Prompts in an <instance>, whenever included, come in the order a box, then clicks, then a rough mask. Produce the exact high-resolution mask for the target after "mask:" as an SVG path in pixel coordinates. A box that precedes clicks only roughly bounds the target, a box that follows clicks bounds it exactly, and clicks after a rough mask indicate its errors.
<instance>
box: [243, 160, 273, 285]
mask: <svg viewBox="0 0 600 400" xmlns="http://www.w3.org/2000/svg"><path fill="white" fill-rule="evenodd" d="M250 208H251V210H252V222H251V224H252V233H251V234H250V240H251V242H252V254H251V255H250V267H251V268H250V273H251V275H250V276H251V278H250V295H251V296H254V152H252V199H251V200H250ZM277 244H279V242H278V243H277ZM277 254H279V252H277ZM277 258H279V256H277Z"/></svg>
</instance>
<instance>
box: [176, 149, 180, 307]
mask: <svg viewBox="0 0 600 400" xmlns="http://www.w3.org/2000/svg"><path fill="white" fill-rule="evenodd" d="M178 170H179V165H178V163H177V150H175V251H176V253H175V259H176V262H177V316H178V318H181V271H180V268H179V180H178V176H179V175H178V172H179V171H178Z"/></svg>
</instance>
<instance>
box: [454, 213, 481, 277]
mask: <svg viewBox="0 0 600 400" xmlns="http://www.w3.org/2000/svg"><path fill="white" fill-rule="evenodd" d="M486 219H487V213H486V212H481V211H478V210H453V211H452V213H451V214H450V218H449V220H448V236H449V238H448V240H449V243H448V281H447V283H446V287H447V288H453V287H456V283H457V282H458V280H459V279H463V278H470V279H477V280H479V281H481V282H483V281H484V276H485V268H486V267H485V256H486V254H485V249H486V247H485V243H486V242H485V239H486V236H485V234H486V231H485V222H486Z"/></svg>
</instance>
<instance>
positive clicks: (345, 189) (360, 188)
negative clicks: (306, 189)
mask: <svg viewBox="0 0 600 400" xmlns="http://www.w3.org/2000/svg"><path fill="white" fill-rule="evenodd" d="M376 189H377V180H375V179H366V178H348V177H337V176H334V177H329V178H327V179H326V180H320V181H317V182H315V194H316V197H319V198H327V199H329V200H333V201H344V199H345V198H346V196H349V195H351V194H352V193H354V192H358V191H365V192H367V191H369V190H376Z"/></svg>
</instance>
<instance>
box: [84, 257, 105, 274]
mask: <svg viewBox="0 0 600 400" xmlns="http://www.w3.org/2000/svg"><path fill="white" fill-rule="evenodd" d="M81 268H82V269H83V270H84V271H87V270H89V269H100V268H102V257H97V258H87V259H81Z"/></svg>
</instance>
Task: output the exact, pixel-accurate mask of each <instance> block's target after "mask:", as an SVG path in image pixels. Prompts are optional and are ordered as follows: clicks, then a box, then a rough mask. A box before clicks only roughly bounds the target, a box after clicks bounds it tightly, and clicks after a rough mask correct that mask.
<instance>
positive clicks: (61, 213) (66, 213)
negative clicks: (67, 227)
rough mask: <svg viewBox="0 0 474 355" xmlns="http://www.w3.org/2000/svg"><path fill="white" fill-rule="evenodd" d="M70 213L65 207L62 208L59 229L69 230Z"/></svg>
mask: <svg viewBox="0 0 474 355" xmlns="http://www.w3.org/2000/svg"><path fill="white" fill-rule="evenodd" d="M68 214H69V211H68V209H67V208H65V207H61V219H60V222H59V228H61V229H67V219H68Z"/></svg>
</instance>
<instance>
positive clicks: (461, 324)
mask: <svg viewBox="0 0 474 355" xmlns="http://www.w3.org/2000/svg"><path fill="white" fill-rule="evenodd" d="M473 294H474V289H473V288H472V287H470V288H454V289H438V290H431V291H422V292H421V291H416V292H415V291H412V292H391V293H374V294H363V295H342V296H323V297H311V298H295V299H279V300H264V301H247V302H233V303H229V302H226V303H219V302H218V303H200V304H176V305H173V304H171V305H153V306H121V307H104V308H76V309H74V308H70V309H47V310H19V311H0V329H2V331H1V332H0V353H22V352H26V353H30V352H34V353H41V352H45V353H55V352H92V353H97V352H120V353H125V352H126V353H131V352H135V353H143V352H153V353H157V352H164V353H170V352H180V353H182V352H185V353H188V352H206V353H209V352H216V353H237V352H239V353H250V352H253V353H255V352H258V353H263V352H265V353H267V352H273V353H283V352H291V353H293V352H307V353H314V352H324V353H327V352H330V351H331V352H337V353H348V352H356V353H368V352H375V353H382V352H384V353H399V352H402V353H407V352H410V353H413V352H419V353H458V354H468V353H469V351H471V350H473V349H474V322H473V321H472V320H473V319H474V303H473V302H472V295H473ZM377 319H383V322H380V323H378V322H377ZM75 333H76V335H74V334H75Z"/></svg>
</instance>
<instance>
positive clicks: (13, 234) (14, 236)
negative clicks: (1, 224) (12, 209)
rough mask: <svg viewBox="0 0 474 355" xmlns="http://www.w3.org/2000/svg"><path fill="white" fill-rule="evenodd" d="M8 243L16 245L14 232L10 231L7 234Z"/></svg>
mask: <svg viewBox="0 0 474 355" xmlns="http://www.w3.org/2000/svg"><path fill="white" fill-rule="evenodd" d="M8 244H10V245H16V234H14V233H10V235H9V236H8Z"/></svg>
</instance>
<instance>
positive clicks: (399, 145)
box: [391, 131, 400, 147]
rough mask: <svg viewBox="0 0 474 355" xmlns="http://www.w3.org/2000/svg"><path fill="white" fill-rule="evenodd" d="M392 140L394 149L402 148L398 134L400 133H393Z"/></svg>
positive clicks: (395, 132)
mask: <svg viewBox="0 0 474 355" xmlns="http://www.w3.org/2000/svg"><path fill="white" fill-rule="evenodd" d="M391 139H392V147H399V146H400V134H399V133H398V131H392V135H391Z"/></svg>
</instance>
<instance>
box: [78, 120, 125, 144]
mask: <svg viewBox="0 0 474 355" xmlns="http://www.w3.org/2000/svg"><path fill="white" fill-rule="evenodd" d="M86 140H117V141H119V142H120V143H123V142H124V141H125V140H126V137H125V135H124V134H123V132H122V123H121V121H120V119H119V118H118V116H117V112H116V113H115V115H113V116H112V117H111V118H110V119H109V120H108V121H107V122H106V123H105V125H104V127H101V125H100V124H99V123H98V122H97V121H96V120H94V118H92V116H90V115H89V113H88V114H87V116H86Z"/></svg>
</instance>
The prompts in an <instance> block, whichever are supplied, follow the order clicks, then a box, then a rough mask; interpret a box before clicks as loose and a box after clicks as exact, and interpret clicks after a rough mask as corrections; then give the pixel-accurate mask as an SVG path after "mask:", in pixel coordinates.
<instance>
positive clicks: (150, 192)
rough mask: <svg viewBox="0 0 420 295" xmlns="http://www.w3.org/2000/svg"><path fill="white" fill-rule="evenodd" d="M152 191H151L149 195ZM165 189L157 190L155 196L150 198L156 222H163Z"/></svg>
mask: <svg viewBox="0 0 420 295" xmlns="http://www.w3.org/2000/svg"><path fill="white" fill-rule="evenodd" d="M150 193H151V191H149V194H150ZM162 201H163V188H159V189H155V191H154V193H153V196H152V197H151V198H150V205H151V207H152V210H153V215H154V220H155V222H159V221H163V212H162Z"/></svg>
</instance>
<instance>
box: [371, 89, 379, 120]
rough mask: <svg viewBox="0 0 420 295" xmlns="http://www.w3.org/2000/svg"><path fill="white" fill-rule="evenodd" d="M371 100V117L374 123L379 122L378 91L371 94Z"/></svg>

» Aim of the exercise: Please write out the lines that run from the one with "191H151L149 195ZM165 189L157" to the end of the records, both included, exactly as they appear.

» Exercise response:
rough mask: <svg viewBox="0 0 420 295" xmlns="http://www.w3.org/2000/svg"><path fill="white" fill-rule="evenodd" d="M152 191H151L149 195ZM165 189L157 190L155 196L150 198L156 222H163Z"/></svg>
mask: <svg viewBox="0 0 420 295" xmlns="http://www.w3.org/2000/svg"><path fill="white" fill-rule="evenodd" d="M150 193H151V191H149V194H150ZM162 201H163V188H159V189H155V191H154V193H153V196H152V197H151V198H150V205H151V207H152V210H153V215H154V220H155V222H159V221H163V212H162Z"/></svg>
</instance>
<instance>
box: [371, 89, 379, 120]
rough mask: <svg viewBox="0 0 420 295" xmlns="http://www.w3.org/2000/svg"><path fill="white" fill-rule="evenodd" d="M371 100V117L374 123L379 122L378 91L371 94Z"/></svg>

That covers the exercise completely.